▶ **EXERCISE GOAL**:
Reproduce the stretch of lines from the one containing "Task: point: the gravel" through the end of the lines, both ends included, with nothing changed.

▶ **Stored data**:
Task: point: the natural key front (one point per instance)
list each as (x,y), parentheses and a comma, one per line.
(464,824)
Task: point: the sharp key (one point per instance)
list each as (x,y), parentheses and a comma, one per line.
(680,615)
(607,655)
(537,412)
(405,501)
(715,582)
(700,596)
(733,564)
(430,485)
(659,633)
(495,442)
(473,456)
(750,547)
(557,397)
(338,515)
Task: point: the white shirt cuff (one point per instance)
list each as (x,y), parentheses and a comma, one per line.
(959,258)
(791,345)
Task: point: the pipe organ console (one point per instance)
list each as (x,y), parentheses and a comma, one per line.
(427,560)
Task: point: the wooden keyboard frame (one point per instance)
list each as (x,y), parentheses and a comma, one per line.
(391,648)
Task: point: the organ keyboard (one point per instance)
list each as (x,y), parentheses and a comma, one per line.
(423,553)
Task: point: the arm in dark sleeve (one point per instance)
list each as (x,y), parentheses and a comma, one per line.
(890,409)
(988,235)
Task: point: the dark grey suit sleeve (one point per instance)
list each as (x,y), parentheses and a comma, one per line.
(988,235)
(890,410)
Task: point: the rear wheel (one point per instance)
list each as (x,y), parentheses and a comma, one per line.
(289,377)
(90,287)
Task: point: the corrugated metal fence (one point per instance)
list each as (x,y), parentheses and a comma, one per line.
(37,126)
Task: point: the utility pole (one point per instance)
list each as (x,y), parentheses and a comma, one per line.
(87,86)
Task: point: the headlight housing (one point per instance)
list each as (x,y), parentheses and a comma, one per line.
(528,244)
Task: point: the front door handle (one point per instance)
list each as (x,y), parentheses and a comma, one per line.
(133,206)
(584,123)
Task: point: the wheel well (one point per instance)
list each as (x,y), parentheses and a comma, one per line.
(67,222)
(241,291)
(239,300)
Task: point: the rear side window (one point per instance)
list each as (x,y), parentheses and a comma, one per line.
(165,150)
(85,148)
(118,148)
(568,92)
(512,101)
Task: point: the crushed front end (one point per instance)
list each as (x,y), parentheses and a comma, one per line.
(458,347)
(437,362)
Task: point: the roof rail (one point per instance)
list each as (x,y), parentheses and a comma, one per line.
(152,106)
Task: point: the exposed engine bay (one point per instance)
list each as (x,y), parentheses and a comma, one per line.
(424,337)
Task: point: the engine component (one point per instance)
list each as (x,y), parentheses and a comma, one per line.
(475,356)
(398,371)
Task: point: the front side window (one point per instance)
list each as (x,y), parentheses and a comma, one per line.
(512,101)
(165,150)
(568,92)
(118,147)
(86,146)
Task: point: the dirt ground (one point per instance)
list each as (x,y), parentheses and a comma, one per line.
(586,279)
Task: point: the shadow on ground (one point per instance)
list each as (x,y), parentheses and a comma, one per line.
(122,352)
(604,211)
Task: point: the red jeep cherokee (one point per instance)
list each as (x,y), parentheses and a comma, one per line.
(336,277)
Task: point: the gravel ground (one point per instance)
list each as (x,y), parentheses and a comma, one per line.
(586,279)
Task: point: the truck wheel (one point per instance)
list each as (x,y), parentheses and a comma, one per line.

▶ **ANSWER TO THIS TASK**:
Task: point: the gravel ground (one point per instance)
list each as (x,y), parentheses and a comma, one per line.
(586,279)
Task: point: the truck wheel (one point per instance)
list each as (x,y), parentheses and a comma, one per line.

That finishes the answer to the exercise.